The problem: Please print exactly the lines running from the one that contains "Locate the blue t-shirt" to the end of the data, with both lines included.

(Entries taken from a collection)
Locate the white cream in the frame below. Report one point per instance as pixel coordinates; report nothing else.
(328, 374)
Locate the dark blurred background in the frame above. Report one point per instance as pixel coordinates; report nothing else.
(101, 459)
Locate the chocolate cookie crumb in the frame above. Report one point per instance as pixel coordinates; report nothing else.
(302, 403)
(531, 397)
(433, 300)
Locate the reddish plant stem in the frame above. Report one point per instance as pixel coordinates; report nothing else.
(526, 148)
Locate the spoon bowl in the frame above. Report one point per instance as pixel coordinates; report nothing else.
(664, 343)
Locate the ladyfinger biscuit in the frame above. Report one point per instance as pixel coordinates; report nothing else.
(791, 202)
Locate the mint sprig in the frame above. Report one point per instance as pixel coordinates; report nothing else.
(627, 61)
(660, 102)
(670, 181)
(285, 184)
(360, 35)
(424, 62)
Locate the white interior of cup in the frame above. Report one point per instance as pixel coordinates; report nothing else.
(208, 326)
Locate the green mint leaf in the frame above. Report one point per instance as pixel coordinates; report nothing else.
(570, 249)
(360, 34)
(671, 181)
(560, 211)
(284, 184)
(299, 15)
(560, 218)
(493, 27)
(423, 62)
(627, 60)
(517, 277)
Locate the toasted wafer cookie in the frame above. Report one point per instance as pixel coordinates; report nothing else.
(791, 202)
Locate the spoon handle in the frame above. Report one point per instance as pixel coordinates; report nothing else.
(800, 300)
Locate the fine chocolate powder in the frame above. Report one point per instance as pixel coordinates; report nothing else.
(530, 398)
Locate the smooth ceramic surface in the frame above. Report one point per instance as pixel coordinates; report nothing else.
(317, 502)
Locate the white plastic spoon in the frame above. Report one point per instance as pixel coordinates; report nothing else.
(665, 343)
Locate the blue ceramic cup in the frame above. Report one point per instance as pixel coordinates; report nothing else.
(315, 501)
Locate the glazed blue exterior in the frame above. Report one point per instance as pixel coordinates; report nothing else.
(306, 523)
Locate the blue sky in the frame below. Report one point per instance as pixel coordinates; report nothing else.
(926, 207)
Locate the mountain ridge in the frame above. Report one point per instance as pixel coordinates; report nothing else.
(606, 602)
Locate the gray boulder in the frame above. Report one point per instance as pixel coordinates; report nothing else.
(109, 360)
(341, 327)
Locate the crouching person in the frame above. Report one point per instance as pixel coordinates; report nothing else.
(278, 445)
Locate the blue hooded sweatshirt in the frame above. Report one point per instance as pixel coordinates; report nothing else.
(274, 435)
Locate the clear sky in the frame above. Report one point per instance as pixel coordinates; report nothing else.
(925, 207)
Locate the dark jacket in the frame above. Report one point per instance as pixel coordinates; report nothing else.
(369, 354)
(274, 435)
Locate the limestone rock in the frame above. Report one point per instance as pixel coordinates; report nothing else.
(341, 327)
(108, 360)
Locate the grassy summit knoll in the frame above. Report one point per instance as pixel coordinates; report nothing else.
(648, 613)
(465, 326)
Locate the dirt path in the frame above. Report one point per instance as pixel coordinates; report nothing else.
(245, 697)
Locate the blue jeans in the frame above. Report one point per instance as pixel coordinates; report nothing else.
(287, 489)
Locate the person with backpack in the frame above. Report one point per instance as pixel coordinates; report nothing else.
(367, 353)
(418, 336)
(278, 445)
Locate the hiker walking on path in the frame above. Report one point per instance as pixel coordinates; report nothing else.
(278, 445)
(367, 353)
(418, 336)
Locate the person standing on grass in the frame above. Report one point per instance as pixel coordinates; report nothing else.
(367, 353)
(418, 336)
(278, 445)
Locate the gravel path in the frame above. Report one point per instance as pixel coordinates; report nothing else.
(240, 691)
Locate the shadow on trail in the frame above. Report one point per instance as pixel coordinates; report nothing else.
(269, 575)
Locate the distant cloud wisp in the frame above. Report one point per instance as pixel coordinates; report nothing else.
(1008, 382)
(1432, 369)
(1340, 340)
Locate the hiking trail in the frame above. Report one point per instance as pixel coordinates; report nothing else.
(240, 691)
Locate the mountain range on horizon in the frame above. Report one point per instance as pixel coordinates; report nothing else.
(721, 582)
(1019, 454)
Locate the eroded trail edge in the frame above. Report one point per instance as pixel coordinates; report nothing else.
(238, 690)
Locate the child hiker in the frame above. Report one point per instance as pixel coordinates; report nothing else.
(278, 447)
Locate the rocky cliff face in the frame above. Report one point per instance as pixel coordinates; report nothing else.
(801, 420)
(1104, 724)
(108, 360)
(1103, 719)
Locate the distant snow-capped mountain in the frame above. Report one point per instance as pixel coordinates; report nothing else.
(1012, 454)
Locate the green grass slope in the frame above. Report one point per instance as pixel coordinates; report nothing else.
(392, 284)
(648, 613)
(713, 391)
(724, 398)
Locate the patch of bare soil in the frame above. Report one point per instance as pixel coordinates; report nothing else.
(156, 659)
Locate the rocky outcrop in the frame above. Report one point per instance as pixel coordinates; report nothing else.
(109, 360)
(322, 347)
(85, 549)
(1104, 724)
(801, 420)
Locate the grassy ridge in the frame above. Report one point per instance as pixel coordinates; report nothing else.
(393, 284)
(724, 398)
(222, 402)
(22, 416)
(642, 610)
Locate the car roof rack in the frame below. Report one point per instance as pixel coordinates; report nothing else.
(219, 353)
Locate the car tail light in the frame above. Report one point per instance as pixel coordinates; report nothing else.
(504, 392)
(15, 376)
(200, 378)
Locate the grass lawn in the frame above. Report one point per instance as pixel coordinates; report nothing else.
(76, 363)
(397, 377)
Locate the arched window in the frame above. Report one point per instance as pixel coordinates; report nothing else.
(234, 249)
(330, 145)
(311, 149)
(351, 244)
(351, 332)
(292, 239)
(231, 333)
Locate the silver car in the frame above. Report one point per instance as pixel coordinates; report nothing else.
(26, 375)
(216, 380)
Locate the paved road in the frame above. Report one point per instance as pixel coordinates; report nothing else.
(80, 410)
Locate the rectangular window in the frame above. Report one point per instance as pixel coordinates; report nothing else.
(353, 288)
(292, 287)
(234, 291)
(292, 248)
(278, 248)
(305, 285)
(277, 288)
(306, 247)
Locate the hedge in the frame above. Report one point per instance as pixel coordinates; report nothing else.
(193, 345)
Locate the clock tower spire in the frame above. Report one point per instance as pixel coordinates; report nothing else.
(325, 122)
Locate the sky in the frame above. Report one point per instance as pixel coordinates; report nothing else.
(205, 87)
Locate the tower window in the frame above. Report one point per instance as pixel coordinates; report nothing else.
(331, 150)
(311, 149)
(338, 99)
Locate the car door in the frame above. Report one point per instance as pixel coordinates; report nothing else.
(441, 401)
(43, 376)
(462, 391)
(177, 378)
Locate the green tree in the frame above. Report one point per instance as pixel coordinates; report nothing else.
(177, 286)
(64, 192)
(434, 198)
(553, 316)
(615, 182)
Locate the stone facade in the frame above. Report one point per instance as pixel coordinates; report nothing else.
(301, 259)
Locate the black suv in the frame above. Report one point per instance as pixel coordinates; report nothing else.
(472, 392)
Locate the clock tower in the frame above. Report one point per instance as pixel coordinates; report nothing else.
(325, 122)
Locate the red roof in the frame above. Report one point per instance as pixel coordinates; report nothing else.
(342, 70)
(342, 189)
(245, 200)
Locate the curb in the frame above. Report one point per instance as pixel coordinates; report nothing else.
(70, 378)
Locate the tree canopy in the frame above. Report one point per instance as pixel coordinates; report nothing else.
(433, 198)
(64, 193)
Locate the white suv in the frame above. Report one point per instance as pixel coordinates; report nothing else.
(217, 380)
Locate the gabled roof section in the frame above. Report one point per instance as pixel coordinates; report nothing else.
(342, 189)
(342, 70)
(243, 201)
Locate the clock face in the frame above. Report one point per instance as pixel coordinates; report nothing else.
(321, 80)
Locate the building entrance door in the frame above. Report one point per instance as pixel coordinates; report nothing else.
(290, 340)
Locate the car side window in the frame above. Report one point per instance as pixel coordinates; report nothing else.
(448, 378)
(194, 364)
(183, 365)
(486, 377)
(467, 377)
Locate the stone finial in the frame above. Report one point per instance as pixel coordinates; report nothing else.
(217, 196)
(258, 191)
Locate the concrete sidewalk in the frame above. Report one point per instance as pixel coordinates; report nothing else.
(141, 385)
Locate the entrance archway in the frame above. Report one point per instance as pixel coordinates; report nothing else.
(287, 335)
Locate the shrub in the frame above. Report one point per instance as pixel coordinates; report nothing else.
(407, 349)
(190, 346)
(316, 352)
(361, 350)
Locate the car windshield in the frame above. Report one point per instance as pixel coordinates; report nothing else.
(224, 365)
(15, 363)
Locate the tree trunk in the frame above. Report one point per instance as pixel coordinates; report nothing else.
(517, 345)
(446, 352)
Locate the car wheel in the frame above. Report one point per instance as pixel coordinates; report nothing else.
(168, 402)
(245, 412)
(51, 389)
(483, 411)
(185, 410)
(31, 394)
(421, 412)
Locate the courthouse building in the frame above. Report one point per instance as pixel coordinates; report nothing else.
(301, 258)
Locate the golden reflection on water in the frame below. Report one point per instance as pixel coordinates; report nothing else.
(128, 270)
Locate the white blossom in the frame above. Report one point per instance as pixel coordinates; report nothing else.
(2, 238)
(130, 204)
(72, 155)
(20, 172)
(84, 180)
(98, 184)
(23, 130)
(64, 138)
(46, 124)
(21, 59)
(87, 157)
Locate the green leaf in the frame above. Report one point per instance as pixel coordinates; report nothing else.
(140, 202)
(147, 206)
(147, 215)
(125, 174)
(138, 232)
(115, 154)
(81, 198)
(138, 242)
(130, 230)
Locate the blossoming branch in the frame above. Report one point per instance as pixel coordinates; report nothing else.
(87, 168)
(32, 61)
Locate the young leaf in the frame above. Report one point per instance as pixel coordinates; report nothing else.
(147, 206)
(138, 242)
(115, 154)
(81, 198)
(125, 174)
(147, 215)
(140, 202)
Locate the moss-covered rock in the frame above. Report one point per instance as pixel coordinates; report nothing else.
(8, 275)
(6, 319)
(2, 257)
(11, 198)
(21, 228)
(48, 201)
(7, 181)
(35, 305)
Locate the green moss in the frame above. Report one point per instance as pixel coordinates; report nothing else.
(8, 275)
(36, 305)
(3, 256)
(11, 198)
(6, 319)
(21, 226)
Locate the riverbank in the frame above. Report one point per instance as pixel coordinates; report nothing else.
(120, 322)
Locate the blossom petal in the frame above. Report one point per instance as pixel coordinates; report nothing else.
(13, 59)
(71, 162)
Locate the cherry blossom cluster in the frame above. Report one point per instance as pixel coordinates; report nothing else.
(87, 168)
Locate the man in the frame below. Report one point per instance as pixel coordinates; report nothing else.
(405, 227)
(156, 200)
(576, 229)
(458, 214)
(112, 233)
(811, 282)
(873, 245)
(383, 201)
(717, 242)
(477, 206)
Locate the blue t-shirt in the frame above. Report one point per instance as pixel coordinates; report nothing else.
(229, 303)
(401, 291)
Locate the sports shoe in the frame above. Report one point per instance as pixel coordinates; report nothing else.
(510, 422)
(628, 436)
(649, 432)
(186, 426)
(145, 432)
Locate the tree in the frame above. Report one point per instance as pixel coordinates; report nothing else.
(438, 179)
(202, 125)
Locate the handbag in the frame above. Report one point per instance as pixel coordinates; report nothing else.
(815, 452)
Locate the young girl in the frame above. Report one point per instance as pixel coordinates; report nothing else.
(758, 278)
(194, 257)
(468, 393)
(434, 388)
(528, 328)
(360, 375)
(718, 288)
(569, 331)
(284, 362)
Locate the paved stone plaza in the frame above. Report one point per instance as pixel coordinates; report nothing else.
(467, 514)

Final answer:
Locate the blue t-shirt in the frame above. Report one point per instance as pixel coordinates; report nothing else.
(229, 303)
(401, 291)
Locate the sports shoe in the frame above. Report one point per instance as pixel coordinates; report nothing else.
(510, 422)
(628, 436)
(649, 432)
(186, 426)
(145, 432)
Locate the tree in the frame above. Report one point per instance as pixel coordinates; report nothing else.
(438, 179)
(202, 125)
Locate the handbag in the frame above. Report one point per instance as pixel coordinates; report nothing else.
(815, 452)
Locate the young girl in the frame above. Report one point per instance as pixel coordinates; report nothing else.
(758, 278)
(194, 257)
(468, 393)
(434, 388)
(528, 328)
(360, 375)
(718, 288)
(569, 331)
(284, 362)
Locate the paved stone plaza in the frame above. Report one point per instance as pixel coordinates; report nothing else.
(467, 514)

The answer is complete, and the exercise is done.